### Work required
From the items below, pull out word for word the part that opens with the line containing "find the utility pole" and runs through the last line of the items, with both of those lines included.

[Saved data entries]
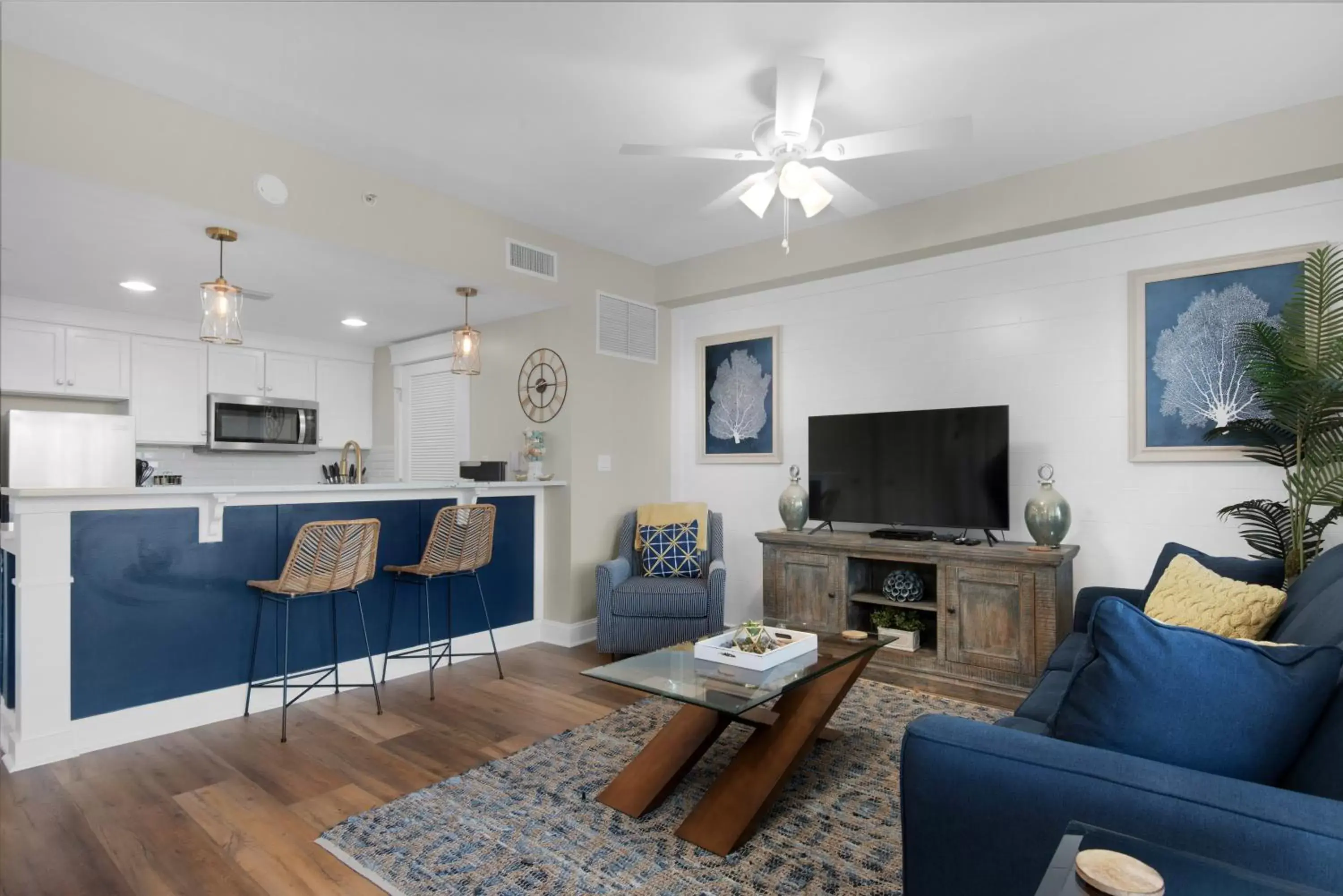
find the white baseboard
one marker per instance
(567, 635)
(179, 714)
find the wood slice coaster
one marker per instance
(1118, 875)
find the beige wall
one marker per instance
(614, 407)
(154, 145)
(1257, 155)
(385, 407)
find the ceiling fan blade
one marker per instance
(734, 194)
(761, 194)
(930, 135)
(692, 152)
(847, 198)
(796, 96)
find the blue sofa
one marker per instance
(984, 806)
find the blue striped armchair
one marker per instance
(637, 613)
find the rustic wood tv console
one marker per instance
(1000, 610)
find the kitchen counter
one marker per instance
(127, 612)
(260, 490)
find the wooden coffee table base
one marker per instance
(744, 793)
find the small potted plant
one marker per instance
(902, 625)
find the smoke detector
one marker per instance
(272, 190)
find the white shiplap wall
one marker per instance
(1040, 325)
(248, 468)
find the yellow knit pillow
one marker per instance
(1190, 594)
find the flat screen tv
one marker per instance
(945, 468)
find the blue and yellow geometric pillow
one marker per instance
(672, 551)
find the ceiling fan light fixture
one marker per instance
(761, 194)
(221, 301)
(794, 180)
(814, 199)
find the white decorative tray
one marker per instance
(719, 649)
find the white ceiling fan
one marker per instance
(791, 135)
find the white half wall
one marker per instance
(1037, 324)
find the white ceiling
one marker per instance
(73, 242)
(520, 108)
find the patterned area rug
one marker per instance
(531, 823)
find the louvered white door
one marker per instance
(434, 422)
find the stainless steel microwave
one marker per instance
(254, 423)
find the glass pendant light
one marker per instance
(466, 341)
(221, 303)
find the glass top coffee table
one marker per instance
(809, 688)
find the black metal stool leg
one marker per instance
(252, 670)
(429, 641)
(284, 691)
(368, 649)
(488, 627)
(391, 614)
(335, 645)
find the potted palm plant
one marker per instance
(902, 625)
(1296, 368)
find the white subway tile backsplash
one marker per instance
(250, 468)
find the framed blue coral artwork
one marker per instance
(1185, 374)
(739, 398)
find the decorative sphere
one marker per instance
(904, 586)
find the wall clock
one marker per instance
(542, 384)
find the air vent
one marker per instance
(626, 328)
(531, 260)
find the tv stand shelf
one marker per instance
(1000, 610)
(863, 597)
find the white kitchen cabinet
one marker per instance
(33, 356)
(97, 363)
(168, 390)
(291, 376)
(237, 371)
(50, 359)
(344, 403)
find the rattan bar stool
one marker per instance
(327, 558)
(461, 542)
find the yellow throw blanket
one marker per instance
(665, 514)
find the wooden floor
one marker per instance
(229, 809)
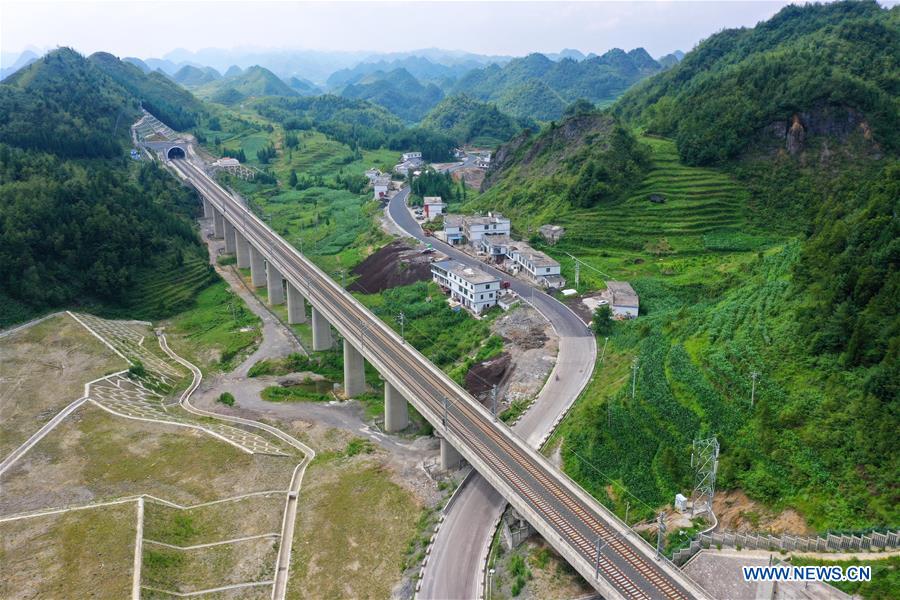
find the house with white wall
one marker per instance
(473, 288)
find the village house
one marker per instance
(473, 288)
(543, 269)
(477, 227)
(433, 206)
(381, 185)
(623, 300)
(453, 233)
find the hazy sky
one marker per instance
(151, 29)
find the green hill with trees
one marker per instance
(536, 87)
(80, 222)
(469, 121)
(758, 250)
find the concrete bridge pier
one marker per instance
(322, 339)
(274, 284)
(296, 305)
(230, 235)
(354, 371)
(450, 458)
(257, 268)
(218, 224)
(396, 411)
(243, 250)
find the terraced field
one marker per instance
(164, 291)
(701, 208)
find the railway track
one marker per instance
(629, 570)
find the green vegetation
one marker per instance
(834, 65)
(226, 398)
(217, 331)
(885, 583)
(537, 87)
(470, 121)
(397, 91)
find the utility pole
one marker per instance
(494, 401)
(660, 533)
(633, 377)
(401, 318)
(753, 376)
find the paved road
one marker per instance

### Task output
find the utility pole
one marker per instance
(494, 401)
(660, 533)
(633, 377)
(401, 318)
(753, 376)
find the paved road
one marker per instance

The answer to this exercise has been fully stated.